• [READING TEXT]

- - - -

Even though, here we are 5 years later and I am far from where I had hoped to be – I have come a long way! I am not that girl anymore. I have confidence. I don’t look at everything about myself pessimistically. Yes it is still a struggle but I am giving it my all to look at life differently and appreciate my strengths! Hell I posted a picture of myself in a swimsuit on instagram!!! It may not be a full body shot, but believe me when I say it was monumental for me psychologically!

I was so scared to post it. It shows the cellulite on my butt and its imperfect shape. It shows the part of my body I have always hidden because of shame. It shows the body I have verbally abused my entire life. It is far from perfect and definitely not everyone’s cup of tea – but it’s not that bad! I can live with it without hating myself for it! In fact, I can be proud of it! I am my own worst enemy. I always have been.

One of the hardest parts of having anxiety is knowing that logically your feelings don’t make sense and are irrational – but not being able to stop them. Life is too short to not love yourself for who you are. Even if you grow up thinking who you are will never be good enough. It is possible to love yourself for all that you are. I am not there yet. But I will be.meswim9

The Struggle Is Real

Day two of my self-love journey and so far so good! My daughter and I had a little mini photo shoot where she was my photographer. She has so much personality, she really played the part well! When my anxiety started to get the best of me, I reminded myself why I am doing this and why I AM beautiful! There was a neighbor out mowing his yard – my first reaction was to turn around and go back inside because I couldn’t model in front of him! As I looked up, my daughter was looking at me strangely – she just watched me spend 30 minutes fixing my hair for our little shoot.  I couldn’t do that to myself or her! So I strutted out there and we modeled all over our little deck! He definitely saw us – but that’s OK!!!! Small steps! And those small steps are hard ones!

After looking at all of the photos I had several that I loved – I might have me a future photographer on my hands – but the majority I did not. So I picked my favorites and played around with some edits. Then I told myself to choose one that I didn’t care for and edit it. So I posted a few to my Instagram. I’m saving my least favorite for my blog post tonight. It’s not incredibly bad but it highlights many of my flaws. I pick it apart of course, as it’s not from the most flattering angle. But I feel like I owe myself this one. It may not mean anything to anyone else but I have only ever posted flattering photographs of myself on social media. I literally take a hundred selfies only to find one pic from the perfect angle to post and share with the world. I am sure this is truth for a lot of people. Why?! Why do we do this to ourselves!?

I am that friend or family member that doesn’t want to be in any of the photos. If by chance I am in one, I have to approve it before it can be seen by anyone else let alone posted on social media; and I want to be a plus model – go figure! But I don’t want to be that girl!

- - - -

Region outline entries:
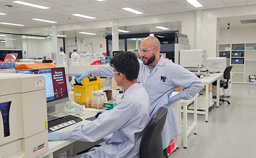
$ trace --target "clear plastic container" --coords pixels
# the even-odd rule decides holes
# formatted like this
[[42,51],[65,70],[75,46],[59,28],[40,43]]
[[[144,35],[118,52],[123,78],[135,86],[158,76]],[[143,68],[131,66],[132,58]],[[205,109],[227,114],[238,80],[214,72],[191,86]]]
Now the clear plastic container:
[[67,62],[67,55],[64,53],[64,50],[61,49],[60,53],[58,55],[58,66],[66,66]]
[[71,55],[71,66],[80,65],[80,56],[77,53],[76,50],[73,50],[73,53]]
[[120,101],[120,100],[121,100],[122,97],[123,97],[123,91],[120,90],[119,94],[116,98],[116,104],[117,104]]

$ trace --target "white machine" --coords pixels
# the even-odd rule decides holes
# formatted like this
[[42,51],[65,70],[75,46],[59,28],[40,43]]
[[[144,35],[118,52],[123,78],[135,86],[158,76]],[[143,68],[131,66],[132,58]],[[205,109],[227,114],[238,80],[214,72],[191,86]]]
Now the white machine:
[[184,68],[201,68],[206,65],[207,58],[204,50],[180,50],[179,64]]
[[36,157],[48,150],[44,77],[0,74],[0,157]]
[[208,58],[206,64],[210,71],[223,72],[226,68],[226,58]]

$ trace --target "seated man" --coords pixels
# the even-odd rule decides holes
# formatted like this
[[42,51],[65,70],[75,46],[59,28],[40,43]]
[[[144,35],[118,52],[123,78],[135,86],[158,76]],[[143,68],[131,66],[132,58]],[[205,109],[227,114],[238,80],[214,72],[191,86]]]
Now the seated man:
[[104,138],[101,146],[75,157],[139,157],[140,141],[150,119],[149,95],[137,82],[140,65],[130,52],[117,54],[110,65],[114,68],[117,85],[125,90],[118,103],[96,120],[72,131],[49,133],[49,141],[94,142]]

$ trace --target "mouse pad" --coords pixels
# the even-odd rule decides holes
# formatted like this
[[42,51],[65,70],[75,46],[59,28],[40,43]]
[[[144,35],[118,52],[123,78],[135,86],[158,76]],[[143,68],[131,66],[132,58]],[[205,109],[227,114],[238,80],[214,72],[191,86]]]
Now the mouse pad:
[[95,116],[93,116],[92,117],[88,117],[87,118],[86,118],[86,120],[93,121],[96,119],[96,118]]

- - - -

• [WORK INSTRUCTIONS] Condense the paragraph of the blog post that begins "Day two of my self-love journey" into a short bulleted list of its main facts.

• [COMPLETED EXERCISE]
- Day two of the self-love journey is going well.
- The writer's daughter acted as photographer for a mini photo shoot and played the part well.
- When anxiety rose, the writer recalled the reasons for doing this and for being beautiful.
- A neighbor was mowing his yard, and the first impulse was to go back inside rather than model in front of him.
- The daughter, who had watched 30 minutes of hair fixing for the shoot, was looking on strangely, so the writer strutted out and the two modeled all over the deck.
- The neighbor saw them, and that was OK: small steps, though hard ones.